● **Job**: Which lines in the rows below contain the word "position"? Extract each of them.

● **Extracted information**:
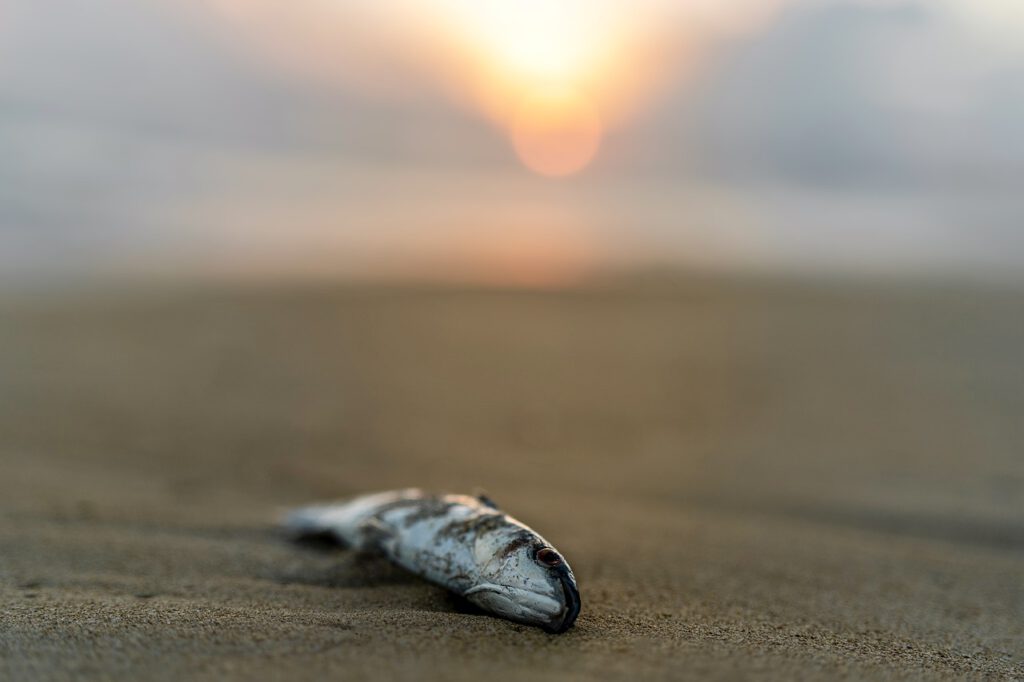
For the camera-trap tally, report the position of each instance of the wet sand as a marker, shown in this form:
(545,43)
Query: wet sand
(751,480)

--

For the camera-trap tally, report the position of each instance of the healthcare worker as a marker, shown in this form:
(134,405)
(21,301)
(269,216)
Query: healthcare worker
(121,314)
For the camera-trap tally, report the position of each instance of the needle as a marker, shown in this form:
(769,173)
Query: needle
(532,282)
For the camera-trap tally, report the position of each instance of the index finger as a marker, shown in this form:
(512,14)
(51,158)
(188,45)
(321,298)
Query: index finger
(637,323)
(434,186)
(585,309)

● **Answer for the task**:
For the camera-trap tally, report the position of each instance of the wet sand as a marker, shown in this form:
For the camera-trap tally, report the position of each instance of the healthcare worker as a marker, shown in this form:
For the camera-trap tally, report the position of each instance of the needle as a marker, shown in this form:
For the camera-trap tally, report the position of each instance of the index finger as a marker, shown in this form:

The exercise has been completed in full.